**Task requirements:** Starting with the line that contains "# point at: green leaf" and going on through the line that contains "x=589, y=638", swap "Target" for "Label". Write out only those lines, leaving everything else in them unchanged.

——

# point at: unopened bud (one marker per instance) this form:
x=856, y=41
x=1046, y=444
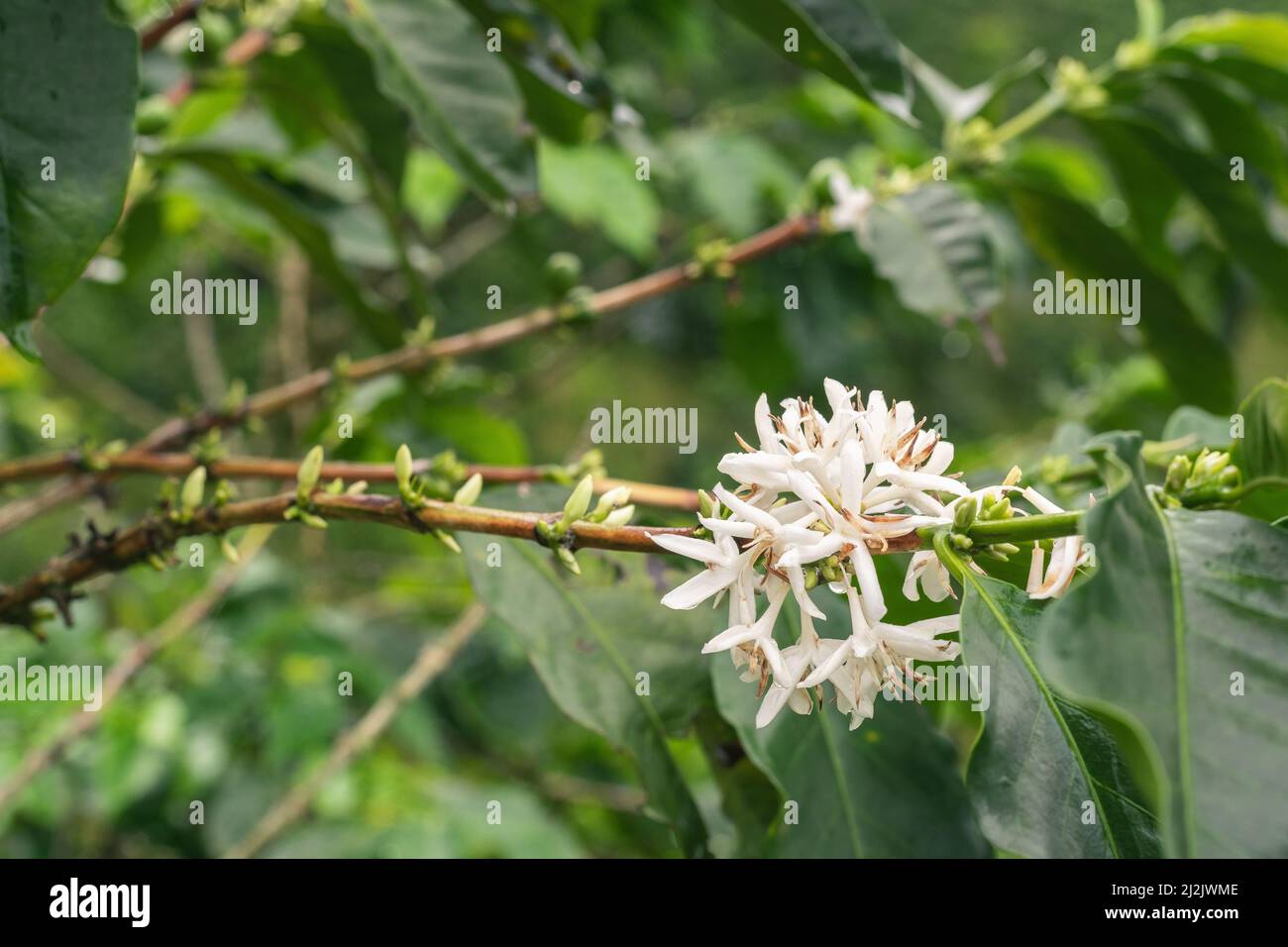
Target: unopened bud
x=614, y=497
x=1177, y=472
x=402, y=468
x=579, y=501
x=568, y=560
x=193, y=489
x=964, y=514
x=469, y=491
x=309, y=472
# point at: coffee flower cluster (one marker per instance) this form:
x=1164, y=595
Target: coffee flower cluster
x=811, y=502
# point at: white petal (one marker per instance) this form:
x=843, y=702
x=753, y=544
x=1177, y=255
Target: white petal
x=691, y=547
x=698, y=589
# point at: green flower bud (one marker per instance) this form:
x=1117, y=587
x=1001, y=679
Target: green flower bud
x=308, y=474
x=1000, y=510
x=1177, y=472
x=402, y=470
x=568, y=560
x=153, y=115
x=964, y=514
x=563, y=272
x=312, y=519
x=614, y=497
x=579, y=501
x=193, y=491
x=469, y=491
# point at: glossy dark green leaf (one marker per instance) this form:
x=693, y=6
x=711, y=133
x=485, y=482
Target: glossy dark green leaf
x=68, y=80
x=1257, y=37
x=305, y=227
x=1262, y=450
x=1183, y=637
x=1146, y=188
x=1044, y=775
x=432, y=56
x=561, y=91
x=590, y=638
x=842, y=39
x=1233, y=206
x=1070, y=236
x=932, y=245
x=1193, y=428
x=1235, y=127
x=889, y=789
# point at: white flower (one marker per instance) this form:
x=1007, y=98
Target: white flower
x=1067, y=554
x=815, y=497
x=850, y=205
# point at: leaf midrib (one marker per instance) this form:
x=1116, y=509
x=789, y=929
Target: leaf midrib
x=1048, y=697
x=1183, y=714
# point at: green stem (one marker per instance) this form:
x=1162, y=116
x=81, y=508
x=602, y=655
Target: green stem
x=1043, y=526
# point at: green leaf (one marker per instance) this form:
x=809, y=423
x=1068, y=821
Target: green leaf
x=1234, y=127
x=68, y=80
x=432, y=58
x=559, y=90
x=1069, y=235
x=932, y=244
x=737, y=179
x=1041, y=764
x=842, y=39
x=1258, y=37
x=589, y=638
x=1262, y=451
x=1233, y=206
x=1183, y=637
x=1198, y=429
x=1147, y=189
x=305, y=227
x=889, y=789
x=592, y=184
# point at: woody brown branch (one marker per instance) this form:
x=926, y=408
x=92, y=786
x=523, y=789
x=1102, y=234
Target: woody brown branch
x=277, y=470
x=121, y=549
x=410, y=359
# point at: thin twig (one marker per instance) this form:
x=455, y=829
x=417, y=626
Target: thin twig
x=277, y=470
x=433, y=657
x=156, y=535
x=411, y=359
x=81, y=376
x=189, y=616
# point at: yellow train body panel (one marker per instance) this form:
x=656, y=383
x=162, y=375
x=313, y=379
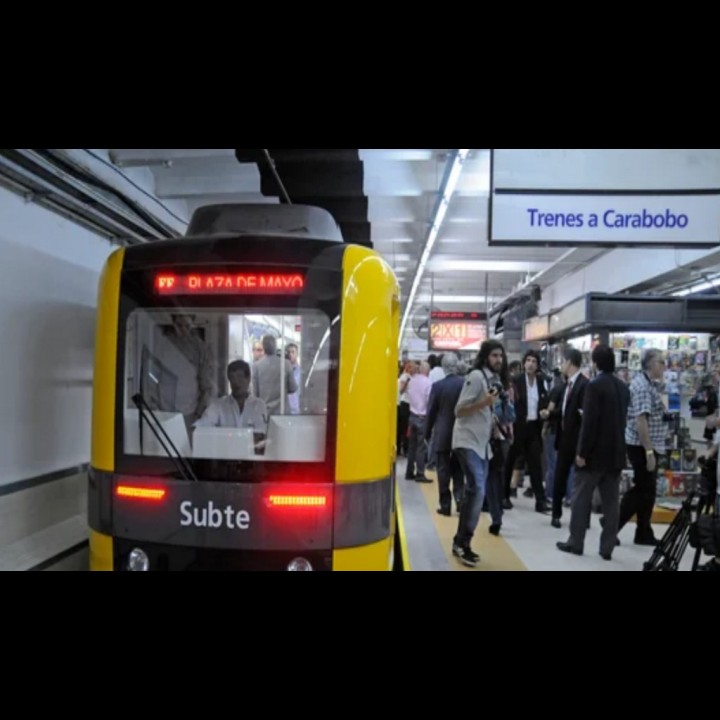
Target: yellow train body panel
x=101, y=552
x=378, y=557
x=102, y=455
x=367, y=394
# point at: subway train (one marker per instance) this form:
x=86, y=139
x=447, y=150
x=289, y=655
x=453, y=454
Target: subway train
x=244, y=399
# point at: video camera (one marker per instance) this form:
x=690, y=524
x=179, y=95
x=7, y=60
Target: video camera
x=499, y=390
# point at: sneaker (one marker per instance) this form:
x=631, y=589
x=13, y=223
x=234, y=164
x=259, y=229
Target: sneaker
x=469, y=558
x=466, y=555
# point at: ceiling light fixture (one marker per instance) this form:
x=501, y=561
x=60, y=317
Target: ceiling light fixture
x=455, y=165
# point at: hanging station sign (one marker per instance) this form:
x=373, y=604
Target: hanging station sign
x=605, y=198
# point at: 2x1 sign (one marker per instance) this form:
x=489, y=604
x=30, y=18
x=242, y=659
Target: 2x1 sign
x=623, y=219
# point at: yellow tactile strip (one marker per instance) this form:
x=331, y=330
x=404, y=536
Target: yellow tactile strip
x=495, y=552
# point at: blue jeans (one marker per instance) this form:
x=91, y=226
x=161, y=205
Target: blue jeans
x=495, y=485
x=550, y=462
x=475, y=469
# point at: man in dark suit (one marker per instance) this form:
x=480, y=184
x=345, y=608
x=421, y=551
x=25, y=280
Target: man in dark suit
x=568, y=416
x=530, y=397
x=601, y=455
x=444, y=396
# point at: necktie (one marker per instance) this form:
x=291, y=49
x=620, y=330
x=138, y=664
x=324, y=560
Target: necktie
x=567, y=396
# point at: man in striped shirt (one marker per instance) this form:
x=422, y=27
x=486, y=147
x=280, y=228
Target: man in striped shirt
x=645, y=440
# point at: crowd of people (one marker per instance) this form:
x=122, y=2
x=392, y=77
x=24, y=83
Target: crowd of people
x=573, y=432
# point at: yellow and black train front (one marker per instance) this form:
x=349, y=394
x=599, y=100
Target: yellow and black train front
x=244, y=404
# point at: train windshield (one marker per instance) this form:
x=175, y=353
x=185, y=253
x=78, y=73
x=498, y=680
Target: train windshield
x=228, y=385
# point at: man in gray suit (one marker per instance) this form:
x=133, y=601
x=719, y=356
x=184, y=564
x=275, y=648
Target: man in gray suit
x=444, y=396
x=601, y=455
x=268, y=378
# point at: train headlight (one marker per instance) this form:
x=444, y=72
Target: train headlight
x=300, y=565
x=138, y=561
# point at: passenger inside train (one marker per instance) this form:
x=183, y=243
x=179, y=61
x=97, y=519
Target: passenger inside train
x=251, y=405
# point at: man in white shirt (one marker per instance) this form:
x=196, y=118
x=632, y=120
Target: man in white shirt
x=418, y=390
x=530, y=395
x=239, y=409
x=436, y=374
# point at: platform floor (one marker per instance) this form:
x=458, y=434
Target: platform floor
x=527, y=540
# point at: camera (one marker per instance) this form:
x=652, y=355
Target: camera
x=499, y=390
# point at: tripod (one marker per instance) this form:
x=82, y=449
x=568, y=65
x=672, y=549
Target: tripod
x=671, y=548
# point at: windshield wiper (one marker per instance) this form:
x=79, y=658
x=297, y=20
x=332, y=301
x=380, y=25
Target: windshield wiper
x=181, y=463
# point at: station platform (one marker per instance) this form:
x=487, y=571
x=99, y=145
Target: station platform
x=526, y=541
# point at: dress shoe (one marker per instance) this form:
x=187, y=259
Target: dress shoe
x=649, y=542
x=567, y=547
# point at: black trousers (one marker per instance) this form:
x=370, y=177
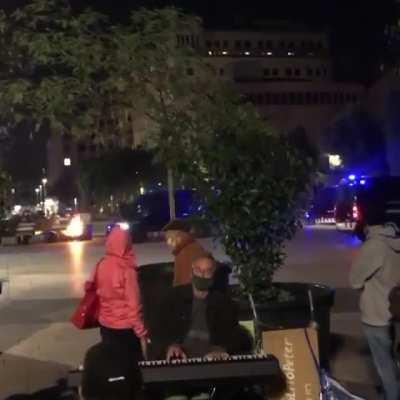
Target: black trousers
x=124, y=338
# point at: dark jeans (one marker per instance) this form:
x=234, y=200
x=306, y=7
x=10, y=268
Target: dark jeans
x=125, y=338
x=380, y=344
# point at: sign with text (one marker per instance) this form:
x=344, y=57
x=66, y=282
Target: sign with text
x=300, y=376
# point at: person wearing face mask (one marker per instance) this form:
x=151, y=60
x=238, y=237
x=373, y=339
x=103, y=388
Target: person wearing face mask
x=198, y=321
x=184, y=248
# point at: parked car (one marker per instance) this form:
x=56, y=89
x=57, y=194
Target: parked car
x=322, y=207
x=150, y=213
x=383, y=191
x=24, y=228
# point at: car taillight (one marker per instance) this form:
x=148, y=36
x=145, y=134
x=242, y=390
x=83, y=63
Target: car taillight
x=356, y=213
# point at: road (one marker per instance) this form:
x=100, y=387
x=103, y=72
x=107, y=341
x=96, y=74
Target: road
x=45, y=280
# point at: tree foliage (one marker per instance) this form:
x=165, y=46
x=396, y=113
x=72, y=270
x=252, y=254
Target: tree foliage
x=252, y=180
x=87, y=76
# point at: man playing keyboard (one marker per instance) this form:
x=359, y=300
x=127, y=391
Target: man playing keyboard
x=197, y=321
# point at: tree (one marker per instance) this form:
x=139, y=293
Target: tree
x=360, y=140
x=252, y=180
x=84, y=75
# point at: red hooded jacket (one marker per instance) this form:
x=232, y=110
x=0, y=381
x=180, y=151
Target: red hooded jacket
x=117, y=285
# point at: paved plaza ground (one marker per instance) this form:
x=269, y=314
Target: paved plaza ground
x=38, y=345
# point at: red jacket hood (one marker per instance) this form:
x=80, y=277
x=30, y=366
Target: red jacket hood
x=119, y=244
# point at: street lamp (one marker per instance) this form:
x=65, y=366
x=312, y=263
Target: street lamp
x=44, y=181
x=41, y=194
x=37, y=190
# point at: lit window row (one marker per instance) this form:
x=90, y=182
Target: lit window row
x=295, y=72
x=265, y=44
x=301, y=98
x=257, y=53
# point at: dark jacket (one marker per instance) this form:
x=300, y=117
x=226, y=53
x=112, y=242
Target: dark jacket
x=221, y=313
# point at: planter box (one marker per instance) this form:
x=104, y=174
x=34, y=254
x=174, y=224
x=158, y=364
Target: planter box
x=156, y=280
x=296, y=313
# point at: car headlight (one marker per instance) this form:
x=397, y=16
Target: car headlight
x=124, y=226
x=75, y=228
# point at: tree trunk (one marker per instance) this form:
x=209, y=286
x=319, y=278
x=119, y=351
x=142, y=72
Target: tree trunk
x=171, y=195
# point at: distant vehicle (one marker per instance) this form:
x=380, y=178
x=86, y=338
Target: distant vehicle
x=356, y=194
x=322, y=208
x=35, y=226
x=150, y=212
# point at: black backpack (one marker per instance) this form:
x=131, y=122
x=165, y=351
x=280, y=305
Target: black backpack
x=394, y=303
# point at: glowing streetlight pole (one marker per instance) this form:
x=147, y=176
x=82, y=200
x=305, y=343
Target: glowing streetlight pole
x=44, y=181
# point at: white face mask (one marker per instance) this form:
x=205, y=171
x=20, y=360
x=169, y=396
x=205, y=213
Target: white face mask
x=170, y=241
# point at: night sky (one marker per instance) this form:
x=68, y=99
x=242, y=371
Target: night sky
x=355, y=26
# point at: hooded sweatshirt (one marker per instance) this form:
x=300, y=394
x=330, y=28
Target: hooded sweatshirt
x=117, y=285
x=185, y=253
x=376, y=271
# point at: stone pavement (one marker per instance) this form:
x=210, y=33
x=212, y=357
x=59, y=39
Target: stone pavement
x=54, y=347
x=40, y=346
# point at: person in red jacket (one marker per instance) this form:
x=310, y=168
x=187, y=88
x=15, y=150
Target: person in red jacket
x=120, y=313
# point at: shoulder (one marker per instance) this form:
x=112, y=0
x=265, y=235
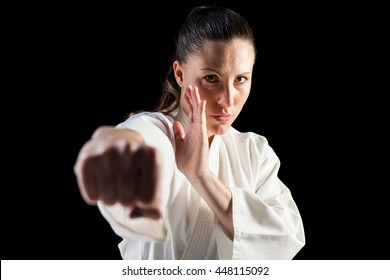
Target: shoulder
x=247, y=140
x=150, y=125
x=150, y=117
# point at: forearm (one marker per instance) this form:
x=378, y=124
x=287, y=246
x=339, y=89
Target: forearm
x=218, y=197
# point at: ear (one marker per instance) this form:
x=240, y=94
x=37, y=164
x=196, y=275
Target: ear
x=178, y=71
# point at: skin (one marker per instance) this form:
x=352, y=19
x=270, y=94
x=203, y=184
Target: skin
x=115, y=162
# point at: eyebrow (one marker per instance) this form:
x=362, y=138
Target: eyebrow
x=219, y=73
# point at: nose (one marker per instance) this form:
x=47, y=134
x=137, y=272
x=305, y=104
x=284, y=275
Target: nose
x=226, y=96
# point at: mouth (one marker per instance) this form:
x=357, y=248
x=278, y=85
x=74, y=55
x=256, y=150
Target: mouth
x=222, y=117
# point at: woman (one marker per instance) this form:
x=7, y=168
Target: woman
x=181, y=182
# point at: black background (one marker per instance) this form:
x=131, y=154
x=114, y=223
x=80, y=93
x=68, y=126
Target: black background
x=315, y=96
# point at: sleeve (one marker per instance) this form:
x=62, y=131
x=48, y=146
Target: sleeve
x=267, y=223
x=155, y=132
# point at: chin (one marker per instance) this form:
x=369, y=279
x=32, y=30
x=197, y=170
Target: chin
x=218, y=129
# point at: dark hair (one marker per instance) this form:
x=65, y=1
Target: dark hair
x=202, y=24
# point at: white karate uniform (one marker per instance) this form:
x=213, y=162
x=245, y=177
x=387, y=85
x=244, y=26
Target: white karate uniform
x=267, y=223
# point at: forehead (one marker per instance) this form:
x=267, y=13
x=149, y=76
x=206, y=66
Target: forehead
x=220, y=54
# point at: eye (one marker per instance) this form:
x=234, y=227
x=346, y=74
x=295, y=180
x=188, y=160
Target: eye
x=211, y=78
x=241, y=79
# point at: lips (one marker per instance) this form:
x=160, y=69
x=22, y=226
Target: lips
x=222, y=117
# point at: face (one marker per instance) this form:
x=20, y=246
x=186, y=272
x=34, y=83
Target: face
x=223, y=74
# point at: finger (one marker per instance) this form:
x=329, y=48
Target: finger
x=148, y=176
x=178, y=131
x=198, y=102
x=87, y=182
x=189, y=103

——

**Task response:**
# point at: green leaf (one marker per instance) this form:
x=809, y=423
x=1068, y=821
Label: green leaf
x=1234, y=127
x=68, y=80
x=432, y=58
x=559, y=90
x=1069, y=235
x=932, y=244
x=737, y=179
x=1041, y=764
x=842, y=39
x=1258, y=37
x=589, y=638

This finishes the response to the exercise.